-- Aim --
Lay out the items between the line containing "Target: silver car" and the line containing "[[555, 143], [566, 140], [566, 95], [548, 99], [548, 125]]", inclusive, as a Markdown table with the columns n and Line, omitting blank lines. Include only those lines.

Recorded data:

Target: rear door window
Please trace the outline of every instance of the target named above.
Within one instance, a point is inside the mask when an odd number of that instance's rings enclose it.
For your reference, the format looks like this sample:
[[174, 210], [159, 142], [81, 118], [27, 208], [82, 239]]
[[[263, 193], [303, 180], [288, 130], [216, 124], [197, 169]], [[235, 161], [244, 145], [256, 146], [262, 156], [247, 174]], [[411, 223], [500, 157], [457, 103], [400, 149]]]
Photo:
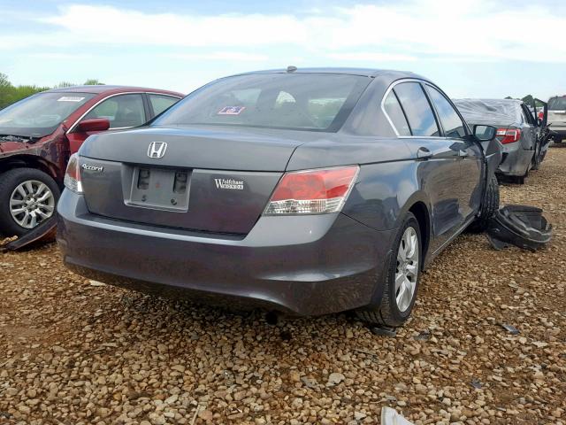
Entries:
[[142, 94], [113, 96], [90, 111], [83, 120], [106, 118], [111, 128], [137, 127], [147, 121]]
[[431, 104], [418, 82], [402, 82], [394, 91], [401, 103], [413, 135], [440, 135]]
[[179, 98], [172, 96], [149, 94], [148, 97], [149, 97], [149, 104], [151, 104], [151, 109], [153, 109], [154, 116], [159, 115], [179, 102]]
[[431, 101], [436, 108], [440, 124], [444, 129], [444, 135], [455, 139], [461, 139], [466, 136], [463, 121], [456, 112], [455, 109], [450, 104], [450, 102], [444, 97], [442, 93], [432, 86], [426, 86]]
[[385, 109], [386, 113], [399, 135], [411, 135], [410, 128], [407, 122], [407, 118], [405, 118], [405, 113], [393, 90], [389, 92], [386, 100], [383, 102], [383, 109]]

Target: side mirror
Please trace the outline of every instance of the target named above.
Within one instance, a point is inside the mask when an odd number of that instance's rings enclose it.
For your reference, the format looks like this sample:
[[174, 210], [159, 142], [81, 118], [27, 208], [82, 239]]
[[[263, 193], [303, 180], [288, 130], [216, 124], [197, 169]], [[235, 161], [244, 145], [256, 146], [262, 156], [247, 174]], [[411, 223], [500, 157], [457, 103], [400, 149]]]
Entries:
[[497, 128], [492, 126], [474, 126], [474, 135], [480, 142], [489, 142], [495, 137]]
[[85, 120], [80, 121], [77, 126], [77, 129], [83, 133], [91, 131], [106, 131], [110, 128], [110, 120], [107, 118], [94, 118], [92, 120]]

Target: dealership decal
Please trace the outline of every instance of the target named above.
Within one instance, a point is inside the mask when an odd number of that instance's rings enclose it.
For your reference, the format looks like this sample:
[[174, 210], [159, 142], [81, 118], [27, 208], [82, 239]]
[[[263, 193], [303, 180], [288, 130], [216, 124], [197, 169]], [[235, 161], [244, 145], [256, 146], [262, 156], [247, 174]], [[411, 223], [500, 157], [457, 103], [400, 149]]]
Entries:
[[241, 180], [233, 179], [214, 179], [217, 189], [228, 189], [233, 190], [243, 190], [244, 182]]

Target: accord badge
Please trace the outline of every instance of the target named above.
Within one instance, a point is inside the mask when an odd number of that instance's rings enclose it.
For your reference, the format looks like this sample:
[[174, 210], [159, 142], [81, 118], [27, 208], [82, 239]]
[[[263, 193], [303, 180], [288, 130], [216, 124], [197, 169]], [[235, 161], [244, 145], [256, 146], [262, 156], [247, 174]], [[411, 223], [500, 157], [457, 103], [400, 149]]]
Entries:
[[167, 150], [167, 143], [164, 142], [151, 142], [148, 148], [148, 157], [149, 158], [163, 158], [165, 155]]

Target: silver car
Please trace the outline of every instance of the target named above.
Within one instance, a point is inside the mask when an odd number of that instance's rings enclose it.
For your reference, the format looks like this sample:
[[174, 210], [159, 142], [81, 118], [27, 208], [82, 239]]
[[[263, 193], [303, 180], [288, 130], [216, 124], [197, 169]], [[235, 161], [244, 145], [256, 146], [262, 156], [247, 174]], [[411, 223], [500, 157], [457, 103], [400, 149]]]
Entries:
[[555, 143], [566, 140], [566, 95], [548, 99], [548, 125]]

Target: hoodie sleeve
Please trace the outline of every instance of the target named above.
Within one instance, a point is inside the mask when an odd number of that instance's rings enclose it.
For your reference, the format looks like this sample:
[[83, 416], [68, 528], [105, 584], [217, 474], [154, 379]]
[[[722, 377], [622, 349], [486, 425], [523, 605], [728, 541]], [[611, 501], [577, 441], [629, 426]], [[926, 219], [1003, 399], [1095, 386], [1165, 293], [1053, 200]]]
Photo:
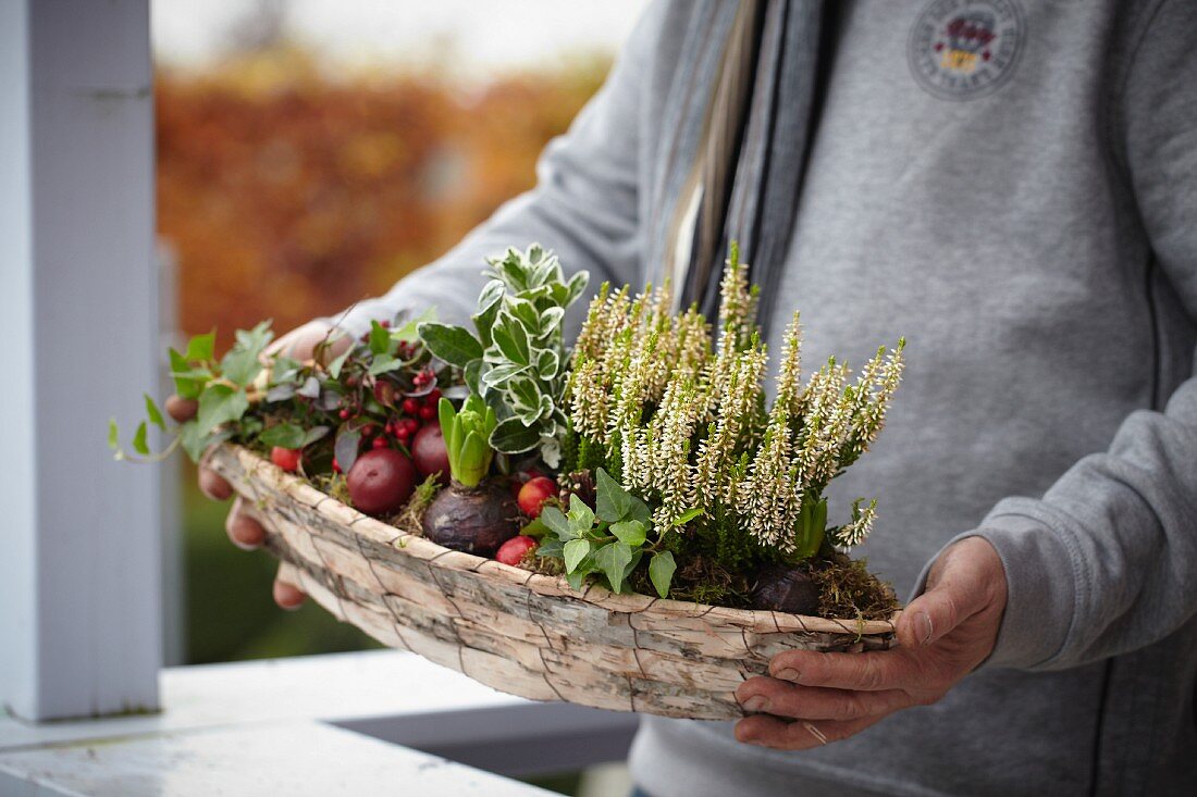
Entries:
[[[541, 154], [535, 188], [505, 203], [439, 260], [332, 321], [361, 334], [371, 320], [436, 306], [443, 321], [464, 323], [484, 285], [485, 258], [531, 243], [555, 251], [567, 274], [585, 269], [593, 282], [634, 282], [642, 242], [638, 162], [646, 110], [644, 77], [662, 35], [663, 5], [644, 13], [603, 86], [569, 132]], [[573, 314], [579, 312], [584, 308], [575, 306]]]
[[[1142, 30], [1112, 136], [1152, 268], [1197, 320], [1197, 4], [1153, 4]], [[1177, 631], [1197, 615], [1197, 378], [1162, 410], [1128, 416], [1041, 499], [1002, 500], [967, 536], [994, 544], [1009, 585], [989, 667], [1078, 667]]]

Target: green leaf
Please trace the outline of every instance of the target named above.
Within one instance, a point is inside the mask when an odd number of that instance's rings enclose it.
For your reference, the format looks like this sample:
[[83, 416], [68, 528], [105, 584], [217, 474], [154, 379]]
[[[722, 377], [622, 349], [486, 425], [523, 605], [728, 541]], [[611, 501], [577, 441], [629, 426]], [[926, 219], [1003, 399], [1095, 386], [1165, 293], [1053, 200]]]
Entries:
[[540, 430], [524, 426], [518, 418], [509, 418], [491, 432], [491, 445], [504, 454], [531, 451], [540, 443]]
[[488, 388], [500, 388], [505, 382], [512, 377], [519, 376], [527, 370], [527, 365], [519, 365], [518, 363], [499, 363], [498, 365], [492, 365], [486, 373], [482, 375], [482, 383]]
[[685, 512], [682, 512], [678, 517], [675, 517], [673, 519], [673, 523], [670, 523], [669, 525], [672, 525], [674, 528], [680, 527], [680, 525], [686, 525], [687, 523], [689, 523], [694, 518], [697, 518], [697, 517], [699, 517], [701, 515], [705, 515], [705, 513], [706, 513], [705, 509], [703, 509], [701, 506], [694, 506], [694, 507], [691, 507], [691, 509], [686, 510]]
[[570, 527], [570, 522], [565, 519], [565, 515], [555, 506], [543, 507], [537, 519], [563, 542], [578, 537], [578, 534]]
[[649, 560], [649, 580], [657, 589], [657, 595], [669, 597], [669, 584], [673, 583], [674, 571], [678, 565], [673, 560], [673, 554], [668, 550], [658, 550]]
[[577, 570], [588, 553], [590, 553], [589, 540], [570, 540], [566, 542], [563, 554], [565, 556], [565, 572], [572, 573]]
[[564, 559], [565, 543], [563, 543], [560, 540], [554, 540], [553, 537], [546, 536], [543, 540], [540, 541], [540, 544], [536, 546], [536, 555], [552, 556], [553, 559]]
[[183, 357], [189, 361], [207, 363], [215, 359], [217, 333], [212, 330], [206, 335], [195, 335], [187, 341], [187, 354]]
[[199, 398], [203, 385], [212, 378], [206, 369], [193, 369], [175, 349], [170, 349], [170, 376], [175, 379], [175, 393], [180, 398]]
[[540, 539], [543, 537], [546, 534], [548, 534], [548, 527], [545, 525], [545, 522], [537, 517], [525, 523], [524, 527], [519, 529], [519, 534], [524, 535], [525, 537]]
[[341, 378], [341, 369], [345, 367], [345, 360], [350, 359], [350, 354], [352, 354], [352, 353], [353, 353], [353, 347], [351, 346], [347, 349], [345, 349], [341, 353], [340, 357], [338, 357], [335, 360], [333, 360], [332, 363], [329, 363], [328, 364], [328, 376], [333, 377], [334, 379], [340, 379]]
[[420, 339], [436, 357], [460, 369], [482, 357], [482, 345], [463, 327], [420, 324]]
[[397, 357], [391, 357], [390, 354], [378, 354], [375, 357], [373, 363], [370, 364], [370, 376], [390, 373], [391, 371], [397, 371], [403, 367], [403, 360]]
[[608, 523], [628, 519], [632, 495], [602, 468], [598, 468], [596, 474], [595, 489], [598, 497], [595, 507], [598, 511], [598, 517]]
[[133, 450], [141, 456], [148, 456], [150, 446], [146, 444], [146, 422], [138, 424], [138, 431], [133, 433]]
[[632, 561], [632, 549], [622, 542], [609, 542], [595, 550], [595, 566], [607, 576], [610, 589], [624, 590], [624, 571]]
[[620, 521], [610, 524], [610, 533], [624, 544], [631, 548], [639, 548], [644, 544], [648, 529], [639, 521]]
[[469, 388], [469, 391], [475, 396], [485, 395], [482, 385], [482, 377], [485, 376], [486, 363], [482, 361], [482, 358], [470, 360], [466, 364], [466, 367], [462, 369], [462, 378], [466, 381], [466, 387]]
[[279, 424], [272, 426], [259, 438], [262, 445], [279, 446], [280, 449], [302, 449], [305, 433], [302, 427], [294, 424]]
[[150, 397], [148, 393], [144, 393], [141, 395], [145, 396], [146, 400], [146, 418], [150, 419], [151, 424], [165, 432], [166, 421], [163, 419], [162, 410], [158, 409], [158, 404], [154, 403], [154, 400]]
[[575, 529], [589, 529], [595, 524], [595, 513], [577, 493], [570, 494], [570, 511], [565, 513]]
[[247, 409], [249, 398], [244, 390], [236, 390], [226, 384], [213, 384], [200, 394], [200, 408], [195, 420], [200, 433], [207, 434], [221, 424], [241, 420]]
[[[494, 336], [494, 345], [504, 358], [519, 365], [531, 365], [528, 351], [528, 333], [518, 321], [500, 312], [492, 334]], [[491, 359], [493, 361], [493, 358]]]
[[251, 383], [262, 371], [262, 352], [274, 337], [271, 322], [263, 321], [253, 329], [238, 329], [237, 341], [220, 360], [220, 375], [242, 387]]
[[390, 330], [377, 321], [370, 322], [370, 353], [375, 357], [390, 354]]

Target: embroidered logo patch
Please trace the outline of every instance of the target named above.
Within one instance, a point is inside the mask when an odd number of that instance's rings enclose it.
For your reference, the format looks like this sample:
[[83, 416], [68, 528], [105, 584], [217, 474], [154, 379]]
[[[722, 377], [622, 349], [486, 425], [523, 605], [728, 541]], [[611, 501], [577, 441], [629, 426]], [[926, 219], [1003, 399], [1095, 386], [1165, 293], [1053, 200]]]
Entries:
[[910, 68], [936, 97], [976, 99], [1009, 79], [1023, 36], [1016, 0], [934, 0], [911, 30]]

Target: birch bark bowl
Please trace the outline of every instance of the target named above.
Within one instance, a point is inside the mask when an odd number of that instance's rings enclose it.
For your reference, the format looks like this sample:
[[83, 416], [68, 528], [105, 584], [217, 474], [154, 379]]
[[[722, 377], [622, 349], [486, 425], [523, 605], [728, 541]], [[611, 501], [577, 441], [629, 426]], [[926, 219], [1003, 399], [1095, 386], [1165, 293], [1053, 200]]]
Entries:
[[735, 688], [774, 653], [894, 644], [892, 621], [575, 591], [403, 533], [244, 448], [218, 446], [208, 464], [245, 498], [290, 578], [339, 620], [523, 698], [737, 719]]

-- Written response --
| n | Line |
|---|---|
| 1 | Target: silver car |
| 2 | Please trace the outline of every instance of the target named above. |
| 3 | Within one instance, a point is inside the mask when an odd number of that instance's rings enclose it. |
| 4 | For your reference, the format looks like this sample: |
| 5 | [[174, 210], [159, 142], [81, 118], [27, 208], [82, 239]] |
| 6 | [[[263, 193], [303, 180], [288, 130], [216, 124], [197, 169]], [[235, 161], [244, 145], [256, 146], [262, 156], [247, 174]], [[411, 223], [500, 157], [457, 103], [400, 149]]] |
| 7 | Entries: |
| 8 | [[555, 143], [566, 140], [566, 95], [548, 99], [548, 125]] |